Instructions to follow> Look for the line that contains "Target: snorkeler's head"; output that line and every line after it exactly, through the final line of the material below, and nothing else.

Data excerpts>
☆ ☆ ☆ ☆

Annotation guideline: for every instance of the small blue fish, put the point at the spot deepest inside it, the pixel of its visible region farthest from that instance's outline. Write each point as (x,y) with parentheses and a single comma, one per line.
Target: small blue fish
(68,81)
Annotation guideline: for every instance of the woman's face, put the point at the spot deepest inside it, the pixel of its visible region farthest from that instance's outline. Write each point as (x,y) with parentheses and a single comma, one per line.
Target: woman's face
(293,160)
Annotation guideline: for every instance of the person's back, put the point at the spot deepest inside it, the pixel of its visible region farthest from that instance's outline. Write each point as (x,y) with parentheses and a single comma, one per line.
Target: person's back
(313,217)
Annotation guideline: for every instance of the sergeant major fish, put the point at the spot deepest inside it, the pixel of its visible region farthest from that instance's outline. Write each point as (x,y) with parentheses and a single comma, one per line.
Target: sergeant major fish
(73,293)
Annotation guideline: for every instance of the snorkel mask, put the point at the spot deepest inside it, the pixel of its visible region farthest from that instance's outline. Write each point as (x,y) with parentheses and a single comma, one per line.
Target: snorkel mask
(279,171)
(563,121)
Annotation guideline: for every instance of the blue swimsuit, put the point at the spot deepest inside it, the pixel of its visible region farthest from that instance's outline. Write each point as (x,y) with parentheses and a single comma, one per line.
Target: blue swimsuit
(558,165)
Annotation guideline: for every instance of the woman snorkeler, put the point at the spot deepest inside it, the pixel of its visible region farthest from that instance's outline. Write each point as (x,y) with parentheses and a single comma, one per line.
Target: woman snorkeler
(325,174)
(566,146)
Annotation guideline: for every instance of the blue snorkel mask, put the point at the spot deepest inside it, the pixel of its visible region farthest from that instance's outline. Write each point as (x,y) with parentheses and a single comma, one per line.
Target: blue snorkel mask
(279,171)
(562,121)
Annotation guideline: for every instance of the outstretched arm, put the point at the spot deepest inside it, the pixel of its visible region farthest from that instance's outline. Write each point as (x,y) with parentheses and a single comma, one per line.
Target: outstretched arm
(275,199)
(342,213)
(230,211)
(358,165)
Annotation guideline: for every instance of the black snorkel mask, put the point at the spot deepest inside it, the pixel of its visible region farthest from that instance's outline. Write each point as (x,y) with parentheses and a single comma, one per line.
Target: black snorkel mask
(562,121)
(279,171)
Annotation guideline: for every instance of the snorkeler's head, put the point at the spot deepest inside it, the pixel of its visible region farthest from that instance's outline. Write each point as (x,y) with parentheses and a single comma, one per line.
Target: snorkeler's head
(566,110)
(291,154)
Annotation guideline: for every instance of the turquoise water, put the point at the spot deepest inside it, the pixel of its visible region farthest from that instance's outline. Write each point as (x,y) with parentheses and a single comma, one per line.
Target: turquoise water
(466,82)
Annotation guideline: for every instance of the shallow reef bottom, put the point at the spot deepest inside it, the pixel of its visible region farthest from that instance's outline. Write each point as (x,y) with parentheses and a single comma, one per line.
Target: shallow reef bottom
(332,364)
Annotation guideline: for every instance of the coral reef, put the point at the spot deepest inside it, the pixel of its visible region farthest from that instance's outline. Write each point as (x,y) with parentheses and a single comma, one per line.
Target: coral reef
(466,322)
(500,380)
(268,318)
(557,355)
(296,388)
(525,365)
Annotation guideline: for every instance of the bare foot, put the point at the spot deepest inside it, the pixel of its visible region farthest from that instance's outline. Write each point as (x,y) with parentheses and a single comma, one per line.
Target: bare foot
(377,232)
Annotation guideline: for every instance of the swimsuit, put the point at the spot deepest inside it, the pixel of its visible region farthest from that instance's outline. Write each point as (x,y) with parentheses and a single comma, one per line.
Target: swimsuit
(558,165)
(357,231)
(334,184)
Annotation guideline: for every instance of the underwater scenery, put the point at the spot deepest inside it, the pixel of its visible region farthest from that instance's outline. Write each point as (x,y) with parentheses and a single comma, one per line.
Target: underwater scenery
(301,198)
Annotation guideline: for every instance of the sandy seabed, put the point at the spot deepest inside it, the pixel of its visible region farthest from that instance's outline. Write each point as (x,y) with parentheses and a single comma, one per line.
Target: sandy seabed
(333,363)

☆ ☆ ☆ ☆

Response to the task>
Target: snorkeler's head
(566,110)
(291,154)
Annotation guideline: for every instance of the turquoise water, put the point at the spot deepest inside it, the pixel of its visible region farthest from that instance's outline. Write each point as (x,y) with parentheses and a single comma, one per line.
Target: turquoise water
(466,82)
Annotation guideline: for every instance of the shallow reef bottom, put the point at the spot deepest inside it, the pixel of its visible region farthest from that instance's outline. Write each point as (x,y) with parentheses and a single comma, one per line.
Target: shallow reef bottom
(332,364)
Annotation guideline: for every instance of the coral reef, put the point at the spot deepest inside it, the pixel of its visible region farthest from that instance's outline. Write each point as (x,y) with parentheses and a single comma, one per line.
Target: coral reef
(466,322)
(500,380)
(268,318)
(557,355)
(296,388)
(525,365)
Annotation guideline: for every instance of the bare foot, put the point at the spot deepest inside it, the pixel of its visible region farthest from that instance's outline. Write each point as (x,y) with parentheses and a single comma, one per line.
Target: bare foot
(377,232)
Annotation guideline: for every instance of the swimsuit, put the point at the spot deepest inside it, the pixel of its visible region farthest from that instance's outline. Write each point as (x,y) with parentheses and a single comma, one per line.
Target: swimsuit
(558,165)
(357,231)
(334,184)
Annotation guideline: for every instance of the underwater scenery, put the point at the spot deepest inside it, the pixel of its visible region farthest from that instance's outline. Write each point as (x,y) with parentheses and a single comma, one per line.
Target: underwater scenery
(301,198)
Annotation guideline: for every instance of the sandy seabed, put the point at the spot deepest inside it, the pixel of its visible region farthest from that instance's outline. Write each point as (x,y) with parentheses and a single comma, one per line.
Target: sandy seabed
(333,363)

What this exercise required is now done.